Task details -> Search the data for the word "white" and copy every line that contains it.
*** Block opens ***
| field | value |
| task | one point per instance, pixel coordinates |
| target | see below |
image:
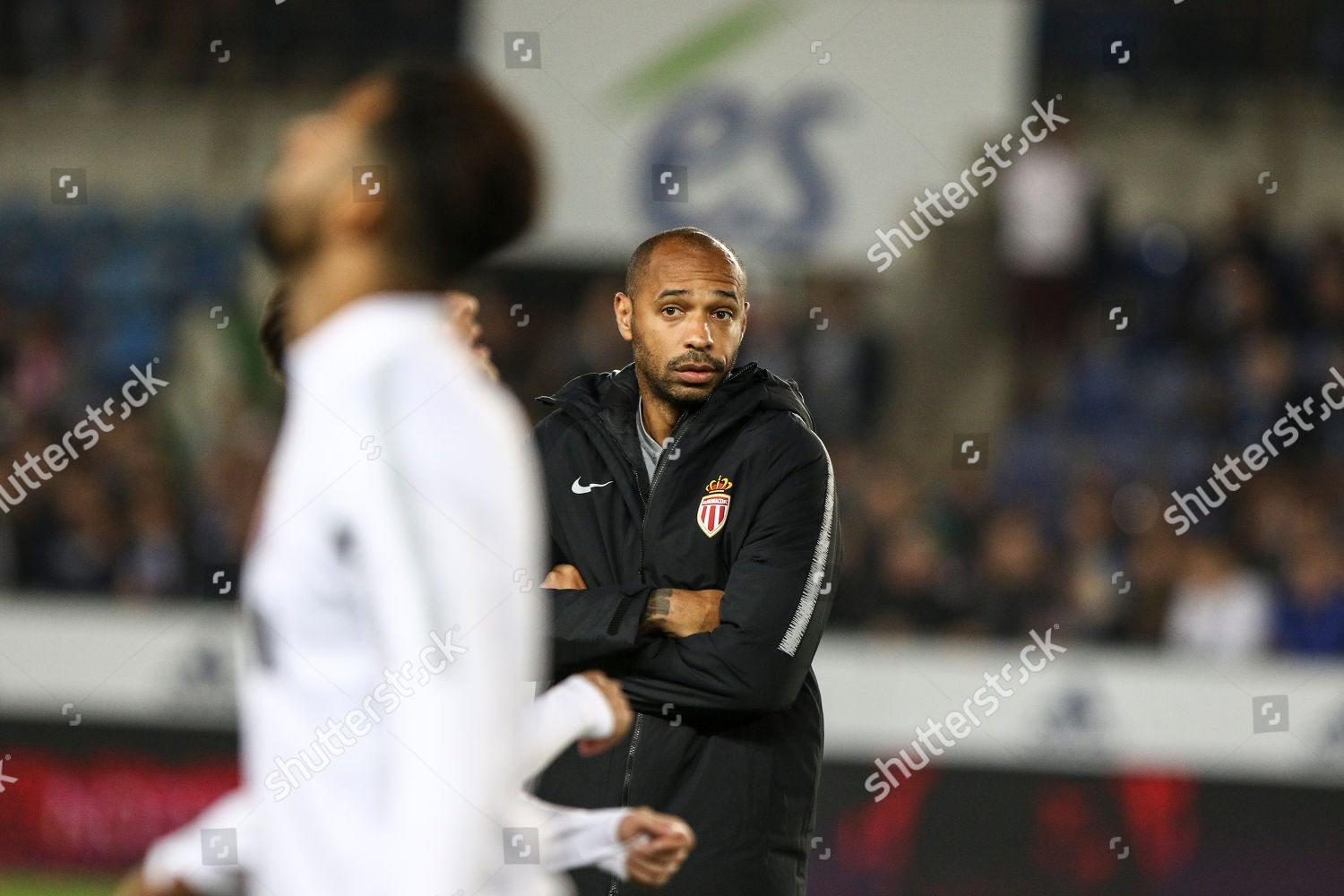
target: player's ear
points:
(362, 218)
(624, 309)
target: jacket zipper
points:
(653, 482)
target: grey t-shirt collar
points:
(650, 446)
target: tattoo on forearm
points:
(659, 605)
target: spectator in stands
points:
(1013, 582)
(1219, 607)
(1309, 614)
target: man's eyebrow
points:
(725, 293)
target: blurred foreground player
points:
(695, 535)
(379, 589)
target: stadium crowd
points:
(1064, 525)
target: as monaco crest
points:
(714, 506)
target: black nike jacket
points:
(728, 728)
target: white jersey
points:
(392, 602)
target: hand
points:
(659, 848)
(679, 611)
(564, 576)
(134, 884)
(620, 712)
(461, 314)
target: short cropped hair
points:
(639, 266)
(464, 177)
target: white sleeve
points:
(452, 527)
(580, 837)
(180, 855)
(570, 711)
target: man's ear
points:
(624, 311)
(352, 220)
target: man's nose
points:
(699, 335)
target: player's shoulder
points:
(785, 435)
*** Block closes ***
Answer box ->
target: white jersey
target: white sleeve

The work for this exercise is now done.